DATA FOR THIS EXERCISE:
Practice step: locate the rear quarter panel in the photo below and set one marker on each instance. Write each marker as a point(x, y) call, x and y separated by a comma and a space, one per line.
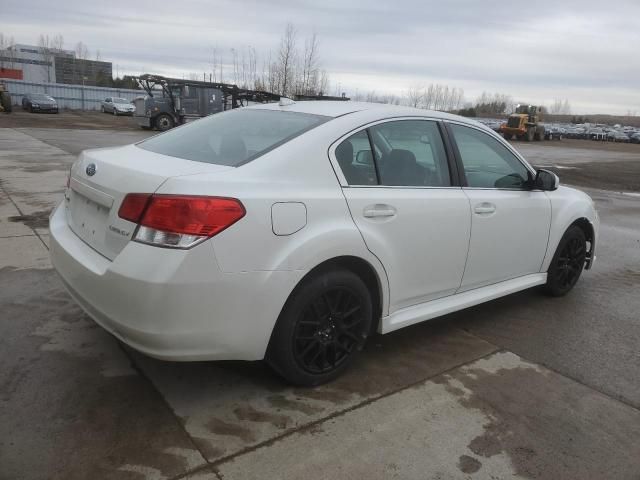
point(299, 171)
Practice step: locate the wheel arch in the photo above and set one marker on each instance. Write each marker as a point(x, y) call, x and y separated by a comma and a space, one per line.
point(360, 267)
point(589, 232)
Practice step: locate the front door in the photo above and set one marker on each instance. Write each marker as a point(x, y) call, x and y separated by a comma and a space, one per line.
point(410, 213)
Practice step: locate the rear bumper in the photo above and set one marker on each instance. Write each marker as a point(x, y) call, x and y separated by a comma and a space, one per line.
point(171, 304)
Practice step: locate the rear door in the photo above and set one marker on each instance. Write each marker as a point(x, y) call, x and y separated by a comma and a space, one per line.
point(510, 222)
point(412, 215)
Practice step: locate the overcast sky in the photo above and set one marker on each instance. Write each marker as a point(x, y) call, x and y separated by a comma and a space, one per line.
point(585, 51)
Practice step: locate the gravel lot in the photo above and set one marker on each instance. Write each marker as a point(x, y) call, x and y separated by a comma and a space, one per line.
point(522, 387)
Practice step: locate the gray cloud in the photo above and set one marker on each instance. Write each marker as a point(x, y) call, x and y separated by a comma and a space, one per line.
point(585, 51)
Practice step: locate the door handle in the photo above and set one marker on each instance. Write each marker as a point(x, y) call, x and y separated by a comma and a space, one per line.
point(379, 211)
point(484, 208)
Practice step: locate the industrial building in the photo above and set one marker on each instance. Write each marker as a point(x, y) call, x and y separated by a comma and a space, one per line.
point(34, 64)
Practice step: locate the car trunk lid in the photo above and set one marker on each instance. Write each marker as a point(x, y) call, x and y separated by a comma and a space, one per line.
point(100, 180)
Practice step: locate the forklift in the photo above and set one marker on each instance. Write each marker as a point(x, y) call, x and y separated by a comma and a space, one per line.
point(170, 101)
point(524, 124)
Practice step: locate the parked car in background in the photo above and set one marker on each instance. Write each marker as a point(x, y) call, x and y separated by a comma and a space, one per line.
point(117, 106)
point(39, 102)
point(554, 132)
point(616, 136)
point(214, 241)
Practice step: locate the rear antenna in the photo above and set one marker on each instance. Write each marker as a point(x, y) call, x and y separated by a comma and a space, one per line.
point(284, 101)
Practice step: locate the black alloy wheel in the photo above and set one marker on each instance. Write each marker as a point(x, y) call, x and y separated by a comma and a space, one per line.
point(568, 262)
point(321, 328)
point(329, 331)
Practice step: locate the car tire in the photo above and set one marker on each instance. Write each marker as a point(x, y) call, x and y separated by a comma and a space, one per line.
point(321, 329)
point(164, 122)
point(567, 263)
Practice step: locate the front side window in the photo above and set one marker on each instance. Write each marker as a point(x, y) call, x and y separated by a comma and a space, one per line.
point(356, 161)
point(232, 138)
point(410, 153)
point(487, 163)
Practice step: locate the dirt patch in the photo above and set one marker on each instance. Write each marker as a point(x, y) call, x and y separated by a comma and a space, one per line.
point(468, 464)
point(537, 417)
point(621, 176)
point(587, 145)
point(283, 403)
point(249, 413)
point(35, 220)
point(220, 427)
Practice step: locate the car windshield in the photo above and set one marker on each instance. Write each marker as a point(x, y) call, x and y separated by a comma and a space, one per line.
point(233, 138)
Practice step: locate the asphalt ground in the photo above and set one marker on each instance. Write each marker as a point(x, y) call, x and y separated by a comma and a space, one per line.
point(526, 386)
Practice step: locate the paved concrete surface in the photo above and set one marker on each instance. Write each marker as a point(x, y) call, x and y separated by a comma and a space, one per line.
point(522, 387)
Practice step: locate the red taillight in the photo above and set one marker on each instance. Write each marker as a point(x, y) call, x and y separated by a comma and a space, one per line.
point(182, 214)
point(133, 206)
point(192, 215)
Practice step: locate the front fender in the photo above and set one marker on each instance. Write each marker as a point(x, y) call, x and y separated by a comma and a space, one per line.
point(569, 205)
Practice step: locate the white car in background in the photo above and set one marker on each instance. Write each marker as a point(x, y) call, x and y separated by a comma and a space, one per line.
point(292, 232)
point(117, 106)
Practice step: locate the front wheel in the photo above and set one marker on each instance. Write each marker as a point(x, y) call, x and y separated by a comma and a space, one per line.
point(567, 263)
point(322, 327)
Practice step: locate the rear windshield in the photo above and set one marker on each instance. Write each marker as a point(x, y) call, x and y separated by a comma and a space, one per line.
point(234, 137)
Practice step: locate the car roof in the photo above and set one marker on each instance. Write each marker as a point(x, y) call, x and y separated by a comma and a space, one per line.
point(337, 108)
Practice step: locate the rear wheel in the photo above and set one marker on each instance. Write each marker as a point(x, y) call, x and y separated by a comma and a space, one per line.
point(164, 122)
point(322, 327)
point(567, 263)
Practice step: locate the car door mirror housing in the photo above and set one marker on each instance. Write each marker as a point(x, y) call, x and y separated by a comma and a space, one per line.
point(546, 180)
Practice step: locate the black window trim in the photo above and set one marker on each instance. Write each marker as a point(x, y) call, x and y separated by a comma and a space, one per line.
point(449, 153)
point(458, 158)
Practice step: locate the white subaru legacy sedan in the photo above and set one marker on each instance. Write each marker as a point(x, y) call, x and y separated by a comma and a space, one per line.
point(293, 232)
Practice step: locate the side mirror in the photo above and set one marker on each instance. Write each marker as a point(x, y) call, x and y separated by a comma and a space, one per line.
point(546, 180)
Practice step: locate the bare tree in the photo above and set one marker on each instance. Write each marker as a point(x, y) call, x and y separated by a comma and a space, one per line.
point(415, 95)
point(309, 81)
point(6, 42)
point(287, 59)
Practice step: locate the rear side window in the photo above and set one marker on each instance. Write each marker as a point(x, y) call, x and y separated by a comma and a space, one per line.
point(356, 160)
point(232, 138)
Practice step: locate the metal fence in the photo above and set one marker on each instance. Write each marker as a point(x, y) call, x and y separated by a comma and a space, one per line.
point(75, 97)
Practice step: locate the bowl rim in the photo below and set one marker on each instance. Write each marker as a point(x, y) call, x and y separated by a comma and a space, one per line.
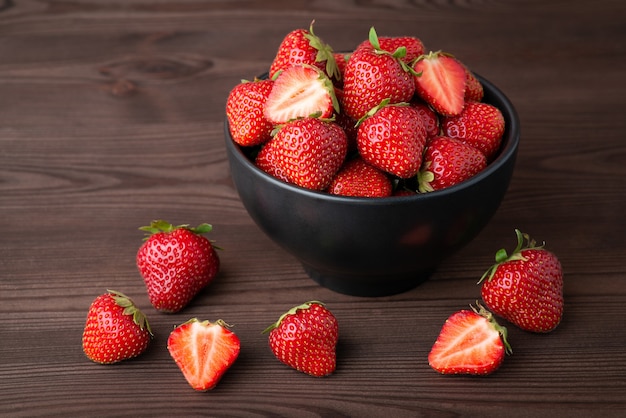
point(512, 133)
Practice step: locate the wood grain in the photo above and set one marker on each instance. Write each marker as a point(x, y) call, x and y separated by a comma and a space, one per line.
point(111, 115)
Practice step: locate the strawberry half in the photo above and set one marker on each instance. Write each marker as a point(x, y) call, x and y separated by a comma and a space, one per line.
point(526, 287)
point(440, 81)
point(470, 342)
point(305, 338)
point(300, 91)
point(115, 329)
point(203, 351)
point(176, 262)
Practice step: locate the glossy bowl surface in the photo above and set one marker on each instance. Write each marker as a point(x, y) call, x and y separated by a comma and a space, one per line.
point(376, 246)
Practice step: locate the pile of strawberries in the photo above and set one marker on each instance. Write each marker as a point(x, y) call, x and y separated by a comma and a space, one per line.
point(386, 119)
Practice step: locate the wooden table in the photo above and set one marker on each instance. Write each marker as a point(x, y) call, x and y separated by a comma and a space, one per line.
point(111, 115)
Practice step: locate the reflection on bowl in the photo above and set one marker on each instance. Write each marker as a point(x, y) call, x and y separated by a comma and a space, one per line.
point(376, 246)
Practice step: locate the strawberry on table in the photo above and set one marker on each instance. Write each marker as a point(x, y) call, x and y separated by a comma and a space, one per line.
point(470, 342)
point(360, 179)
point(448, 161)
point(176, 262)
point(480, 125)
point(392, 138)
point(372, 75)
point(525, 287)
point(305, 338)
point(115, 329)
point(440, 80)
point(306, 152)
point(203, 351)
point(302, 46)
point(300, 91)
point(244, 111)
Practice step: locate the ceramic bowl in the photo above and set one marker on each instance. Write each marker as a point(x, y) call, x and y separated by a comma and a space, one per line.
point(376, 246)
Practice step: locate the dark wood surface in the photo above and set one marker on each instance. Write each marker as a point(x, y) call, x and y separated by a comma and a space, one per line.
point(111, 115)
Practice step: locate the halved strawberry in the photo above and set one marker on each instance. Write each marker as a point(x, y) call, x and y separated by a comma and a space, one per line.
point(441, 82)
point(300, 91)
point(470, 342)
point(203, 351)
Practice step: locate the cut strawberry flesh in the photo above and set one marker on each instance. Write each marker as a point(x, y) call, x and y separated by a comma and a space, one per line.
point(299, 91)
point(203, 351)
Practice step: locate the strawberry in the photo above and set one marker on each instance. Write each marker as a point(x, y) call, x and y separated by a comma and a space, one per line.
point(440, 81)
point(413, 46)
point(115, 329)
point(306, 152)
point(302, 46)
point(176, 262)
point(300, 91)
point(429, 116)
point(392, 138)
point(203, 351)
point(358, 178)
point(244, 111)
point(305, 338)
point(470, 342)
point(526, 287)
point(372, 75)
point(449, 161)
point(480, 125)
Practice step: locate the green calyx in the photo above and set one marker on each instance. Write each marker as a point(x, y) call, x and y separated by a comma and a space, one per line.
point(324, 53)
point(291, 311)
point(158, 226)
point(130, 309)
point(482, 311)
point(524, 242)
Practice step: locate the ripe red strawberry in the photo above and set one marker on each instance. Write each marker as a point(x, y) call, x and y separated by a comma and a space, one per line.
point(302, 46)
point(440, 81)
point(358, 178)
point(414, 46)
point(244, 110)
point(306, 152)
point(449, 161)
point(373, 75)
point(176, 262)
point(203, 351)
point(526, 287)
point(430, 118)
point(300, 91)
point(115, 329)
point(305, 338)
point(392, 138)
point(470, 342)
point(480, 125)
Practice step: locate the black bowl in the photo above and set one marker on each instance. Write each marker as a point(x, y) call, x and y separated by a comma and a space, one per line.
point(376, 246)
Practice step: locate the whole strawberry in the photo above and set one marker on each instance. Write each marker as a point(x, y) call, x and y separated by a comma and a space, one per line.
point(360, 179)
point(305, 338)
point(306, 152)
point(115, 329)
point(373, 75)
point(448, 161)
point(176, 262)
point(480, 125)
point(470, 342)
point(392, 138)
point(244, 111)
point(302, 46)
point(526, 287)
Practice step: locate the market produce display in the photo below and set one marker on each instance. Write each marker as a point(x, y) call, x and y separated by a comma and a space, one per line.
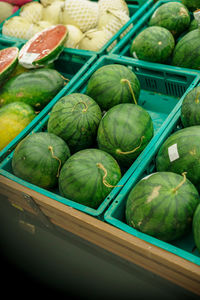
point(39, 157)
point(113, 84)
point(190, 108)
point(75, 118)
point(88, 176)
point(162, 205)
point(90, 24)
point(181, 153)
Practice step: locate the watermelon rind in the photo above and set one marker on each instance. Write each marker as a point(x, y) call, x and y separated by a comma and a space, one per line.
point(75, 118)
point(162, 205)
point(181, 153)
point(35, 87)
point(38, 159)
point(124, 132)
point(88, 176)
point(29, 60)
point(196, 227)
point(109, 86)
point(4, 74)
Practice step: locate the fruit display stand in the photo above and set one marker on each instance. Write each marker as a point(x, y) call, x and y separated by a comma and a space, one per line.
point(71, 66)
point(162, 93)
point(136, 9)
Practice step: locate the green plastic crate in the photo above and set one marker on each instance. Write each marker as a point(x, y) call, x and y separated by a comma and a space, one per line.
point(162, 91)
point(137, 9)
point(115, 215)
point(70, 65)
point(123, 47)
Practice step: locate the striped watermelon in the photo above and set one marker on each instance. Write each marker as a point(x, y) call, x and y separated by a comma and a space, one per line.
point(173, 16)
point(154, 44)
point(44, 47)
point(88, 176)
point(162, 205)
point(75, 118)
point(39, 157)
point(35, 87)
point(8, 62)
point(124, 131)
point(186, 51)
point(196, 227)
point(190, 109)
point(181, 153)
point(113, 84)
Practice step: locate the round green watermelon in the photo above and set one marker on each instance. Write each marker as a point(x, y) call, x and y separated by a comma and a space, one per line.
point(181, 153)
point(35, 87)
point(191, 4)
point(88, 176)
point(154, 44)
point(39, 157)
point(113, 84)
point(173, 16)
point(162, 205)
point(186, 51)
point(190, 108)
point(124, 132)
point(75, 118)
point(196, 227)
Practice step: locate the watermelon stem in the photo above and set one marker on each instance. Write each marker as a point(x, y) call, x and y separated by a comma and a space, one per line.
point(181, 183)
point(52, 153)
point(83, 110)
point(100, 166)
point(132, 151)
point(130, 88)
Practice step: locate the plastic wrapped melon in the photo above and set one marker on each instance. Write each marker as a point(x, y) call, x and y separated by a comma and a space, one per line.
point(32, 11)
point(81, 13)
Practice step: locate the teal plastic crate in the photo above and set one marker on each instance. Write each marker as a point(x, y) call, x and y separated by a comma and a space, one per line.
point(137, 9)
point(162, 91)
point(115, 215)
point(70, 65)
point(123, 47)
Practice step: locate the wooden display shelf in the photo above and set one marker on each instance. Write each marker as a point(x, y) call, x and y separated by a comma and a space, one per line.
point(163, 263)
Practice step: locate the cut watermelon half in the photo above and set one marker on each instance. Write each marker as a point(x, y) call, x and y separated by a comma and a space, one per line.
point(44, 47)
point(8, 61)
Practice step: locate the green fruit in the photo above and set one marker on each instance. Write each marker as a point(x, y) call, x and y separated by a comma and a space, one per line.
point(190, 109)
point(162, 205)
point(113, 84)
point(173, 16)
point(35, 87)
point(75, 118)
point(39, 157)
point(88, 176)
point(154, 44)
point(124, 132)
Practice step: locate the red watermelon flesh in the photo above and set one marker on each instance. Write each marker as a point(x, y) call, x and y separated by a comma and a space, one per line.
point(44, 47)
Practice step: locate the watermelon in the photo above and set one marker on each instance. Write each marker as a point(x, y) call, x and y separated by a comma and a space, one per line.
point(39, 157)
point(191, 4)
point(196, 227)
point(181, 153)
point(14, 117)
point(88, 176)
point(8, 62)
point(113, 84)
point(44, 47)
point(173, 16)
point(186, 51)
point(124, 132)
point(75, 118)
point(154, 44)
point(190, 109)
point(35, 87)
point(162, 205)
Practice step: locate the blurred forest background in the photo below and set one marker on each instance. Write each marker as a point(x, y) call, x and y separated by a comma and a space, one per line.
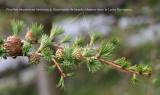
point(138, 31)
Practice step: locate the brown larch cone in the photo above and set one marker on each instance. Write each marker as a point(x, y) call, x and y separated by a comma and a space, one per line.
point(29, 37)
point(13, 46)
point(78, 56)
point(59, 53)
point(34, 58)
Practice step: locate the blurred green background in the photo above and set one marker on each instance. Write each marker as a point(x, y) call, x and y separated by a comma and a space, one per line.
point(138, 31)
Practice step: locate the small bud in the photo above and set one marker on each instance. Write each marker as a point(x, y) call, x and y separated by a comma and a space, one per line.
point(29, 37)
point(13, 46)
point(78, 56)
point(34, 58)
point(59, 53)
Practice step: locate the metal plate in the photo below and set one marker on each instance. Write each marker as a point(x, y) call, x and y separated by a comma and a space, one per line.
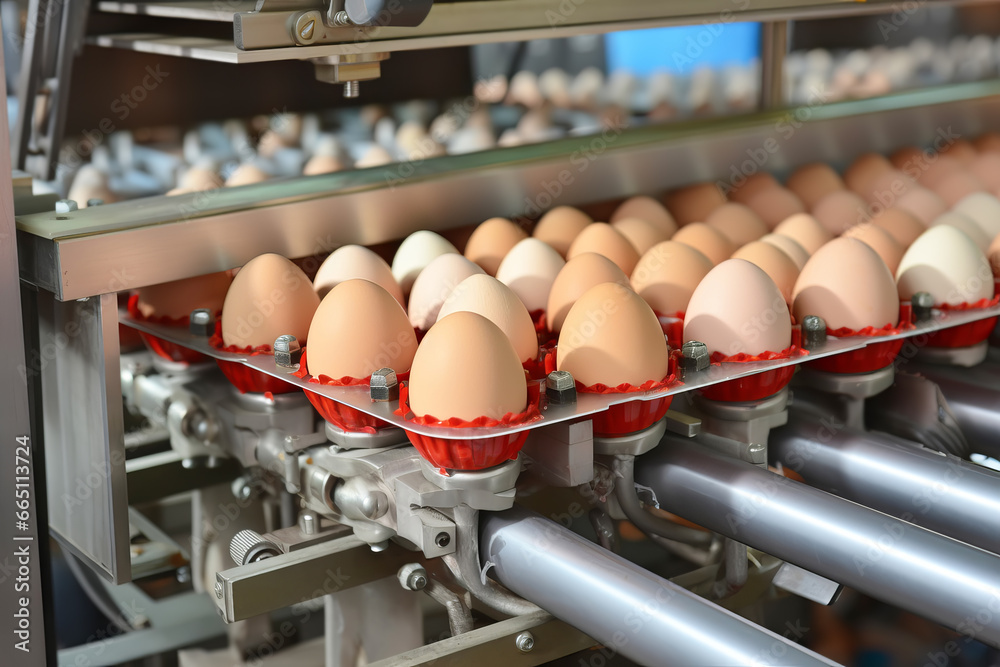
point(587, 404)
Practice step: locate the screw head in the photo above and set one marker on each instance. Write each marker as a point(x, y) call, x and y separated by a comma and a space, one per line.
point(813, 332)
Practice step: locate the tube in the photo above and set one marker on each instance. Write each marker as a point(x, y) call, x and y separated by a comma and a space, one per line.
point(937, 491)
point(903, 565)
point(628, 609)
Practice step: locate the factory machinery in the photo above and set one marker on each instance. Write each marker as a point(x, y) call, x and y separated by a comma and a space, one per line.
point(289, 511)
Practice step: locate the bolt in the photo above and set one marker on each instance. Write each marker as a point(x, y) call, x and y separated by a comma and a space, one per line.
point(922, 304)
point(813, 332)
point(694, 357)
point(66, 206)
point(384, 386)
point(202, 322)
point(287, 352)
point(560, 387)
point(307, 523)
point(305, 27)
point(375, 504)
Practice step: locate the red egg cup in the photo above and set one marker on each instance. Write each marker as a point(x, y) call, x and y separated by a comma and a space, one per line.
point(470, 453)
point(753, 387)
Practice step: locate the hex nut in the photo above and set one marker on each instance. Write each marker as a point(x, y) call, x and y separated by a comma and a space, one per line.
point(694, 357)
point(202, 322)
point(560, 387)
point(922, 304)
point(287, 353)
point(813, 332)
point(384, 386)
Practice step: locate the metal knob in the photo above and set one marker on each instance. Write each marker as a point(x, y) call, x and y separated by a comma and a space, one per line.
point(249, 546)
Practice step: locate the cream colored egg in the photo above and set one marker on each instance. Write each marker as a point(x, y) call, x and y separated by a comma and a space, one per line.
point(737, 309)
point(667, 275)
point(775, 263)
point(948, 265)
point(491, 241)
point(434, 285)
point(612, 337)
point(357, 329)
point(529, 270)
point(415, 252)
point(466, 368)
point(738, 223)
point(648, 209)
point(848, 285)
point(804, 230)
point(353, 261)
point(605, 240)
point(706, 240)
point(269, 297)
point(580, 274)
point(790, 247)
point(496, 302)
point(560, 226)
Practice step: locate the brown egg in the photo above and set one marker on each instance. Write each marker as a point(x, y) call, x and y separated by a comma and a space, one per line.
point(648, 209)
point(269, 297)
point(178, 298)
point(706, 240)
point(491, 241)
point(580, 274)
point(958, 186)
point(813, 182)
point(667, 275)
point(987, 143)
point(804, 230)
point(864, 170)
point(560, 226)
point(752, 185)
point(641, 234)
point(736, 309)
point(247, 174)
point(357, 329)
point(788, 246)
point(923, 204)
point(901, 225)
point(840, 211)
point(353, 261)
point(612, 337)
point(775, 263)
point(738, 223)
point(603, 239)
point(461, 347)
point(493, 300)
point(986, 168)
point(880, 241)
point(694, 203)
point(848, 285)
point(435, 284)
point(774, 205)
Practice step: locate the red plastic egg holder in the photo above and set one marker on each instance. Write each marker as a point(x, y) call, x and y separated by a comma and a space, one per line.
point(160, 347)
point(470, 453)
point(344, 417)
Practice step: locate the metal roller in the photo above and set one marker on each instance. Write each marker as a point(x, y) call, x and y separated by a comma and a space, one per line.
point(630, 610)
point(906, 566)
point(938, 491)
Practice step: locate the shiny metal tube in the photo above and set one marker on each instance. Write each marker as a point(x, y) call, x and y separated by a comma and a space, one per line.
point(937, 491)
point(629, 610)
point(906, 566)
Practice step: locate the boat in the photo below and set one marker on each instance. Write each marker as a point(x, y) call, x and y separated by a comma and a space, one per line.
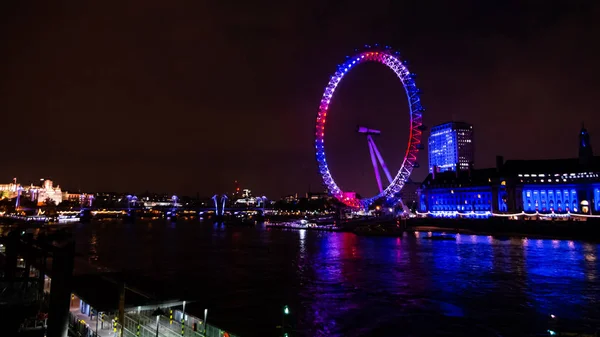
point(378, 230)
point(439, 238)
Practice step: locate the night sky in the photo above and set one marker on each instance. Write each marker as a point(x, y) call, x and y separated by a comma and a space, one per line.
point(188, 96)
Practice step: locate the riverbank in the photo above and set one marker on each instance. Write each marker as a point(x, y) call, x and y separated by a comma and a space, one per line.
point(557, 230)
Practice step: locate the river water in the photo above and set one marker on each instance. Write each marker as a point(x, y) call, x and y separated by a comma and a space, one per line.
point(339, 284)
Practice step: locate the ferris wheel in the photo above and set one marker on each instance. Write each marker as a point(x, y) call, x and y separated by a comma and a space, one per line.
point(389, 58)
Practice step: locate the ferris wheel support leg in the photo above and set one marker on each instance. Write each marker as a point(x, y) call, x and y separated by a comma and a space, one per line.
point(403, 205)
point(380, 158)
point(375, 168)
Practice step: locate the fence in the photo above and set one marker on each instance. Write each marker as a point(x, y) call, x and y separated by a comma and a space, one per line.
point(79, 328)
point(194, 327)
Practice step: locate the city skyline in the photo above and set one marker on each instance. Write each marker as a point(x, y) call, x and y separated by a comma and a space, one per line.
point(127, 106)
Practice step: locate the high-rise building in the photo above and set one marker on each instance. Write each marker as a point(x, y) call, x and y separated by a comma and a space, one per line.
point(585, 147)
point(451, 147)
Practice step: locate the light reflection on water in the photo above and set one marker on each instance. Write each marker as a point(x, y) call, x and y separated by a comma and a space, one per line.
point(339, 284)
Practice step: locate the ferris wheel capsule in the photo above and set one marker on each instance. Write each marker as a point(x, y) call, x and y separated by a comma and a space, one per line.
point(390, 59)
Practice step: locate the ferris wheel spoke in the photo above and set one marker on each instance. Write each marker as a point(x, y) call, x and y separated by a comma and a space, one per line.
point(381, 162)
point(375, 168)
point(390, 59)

EXERCISE DETAILS:
Reproduce the lines of the material starting at the line containing "Practice step: locate the cut watermelon" and ending at the line containing "point(8, 61)", requests included. Rescale every coordinate in the answers by multiplying it by 1.05 and rounding to a whole number (halves round up), and give only these lines.

EXERCISE RESULT:
Practice step: locate the cut watermelon half in the photo above and set one marker on each instance. Write each marker as a point(x, y) call, x and y separated by a comma and a space, one per line.
point(46, 49)
point(8, 64)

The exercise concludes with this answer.